▸ **Parts of the exercise**
• A. Revise the passage on the Laramie County reopening plan from "In tandem with" to "in the reopening.", replacing "hospital capacities" with "intensive care unit capacities".
• B. Using the passage on the Laramie County reopening plan, decide whether each statement agrees with it. Answer yes or no and quote the deciding words. (i) The committee hopes to have a finalized three-phase plan by Friday. (ii) The plans may be acted on before the state approves them. (iii) The Cheyenne Downtown Development Authority held its merchant meeting on Wednesday.
• C. According to the passage on the Laramie County reopening plan, what position does Gunnar Malm hold?

▸ **Document text**
* * * * *

In an attempt to get businesses that are struggling back up to speed as quickly as possible, elected officials from Cheyenne and Laramie County, local health officials and business representatives formed a planning committee to create a comprehensive, phased plan for reopening.
These plans must first be approved by the state before they can be acted on, and Laramie County Board of Commissioners Chairman Gunnar Malm said they’ve already sent a rough draft of Laramie County’s plan to state officials. Malm said the committee hopes to have a finalized plan with three phases by Friday, along with more details of what each phase will include.
In tandem with local health officials, the committee will be watching a number of metrics to ensure reopening doesn’t make the situation worse, including looking at hospital capacities and the percentage of new COVID-19 cases. How quickly each phase is rolled out will be dependent on such data points, but the committee is looking at ways to include restaurants in the reopening.
“We just really want to focus on making sure that the recovery here locally, both economically and from the virus, is a V and not a W,” Malm said. “So we don’t want to do something prematurely or in a way that would create another spike.”
At its merchant meeting Wednesday, the Cheyenne Downtown Development Authority also offered support to downtown businesses like Red Bison Home and Paramount Cafe that are preparing to reopen Friday or early next week.

* * * * *

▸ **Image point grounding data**
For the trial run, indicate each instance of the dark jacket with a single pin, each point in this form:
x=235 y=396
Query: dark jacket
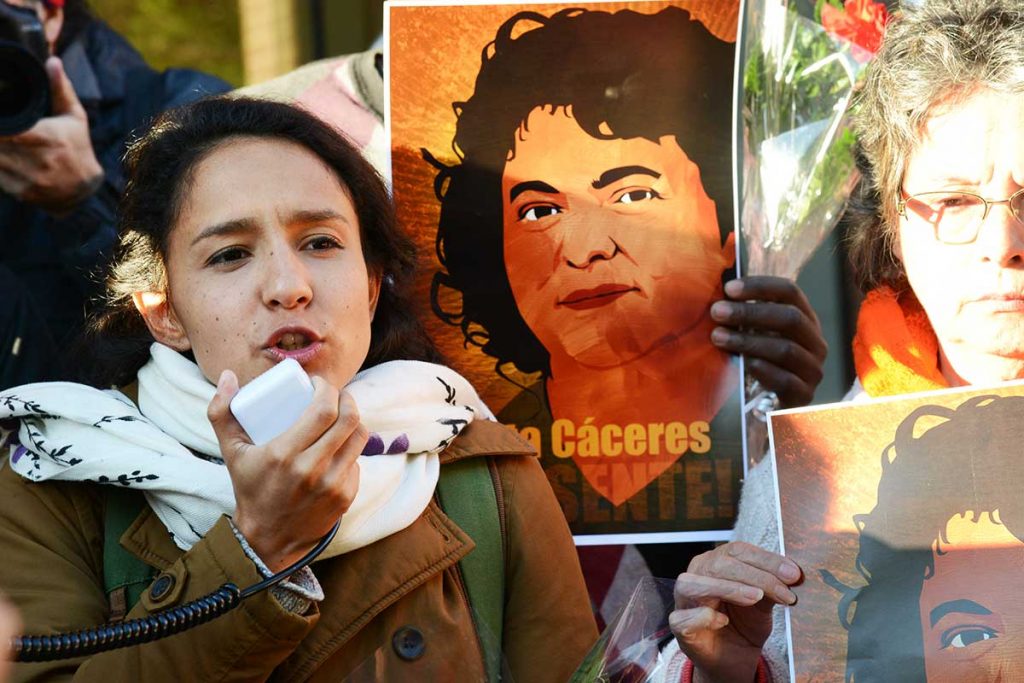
x=52 y=540
x=47 y=263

* * * * *

▸ **Replies**
• A.
In tandem with local health officials, the committee will be watching a number of metrics to ensure reopening doesn’t make the situation worse, including looking at intensive care unit capacities and the percentage of new COVID-19 cases. How quickly each phase is rolled out will be dependent on such data points, but the committee is looking at ways to include restaurants in the reopening.

• B.
(i) Yes: "Malm said the committee hopes to have a finalized plan with three phases by Friday"
(ii) No: "These plans must first be approved by the state before they can be acted on"
(iii) Yes: "At its merchant meeting Wednesday, the Cheyenne Downtown Development Authority"

• C. He is Chairman of the Laramie County Board of Commissioners.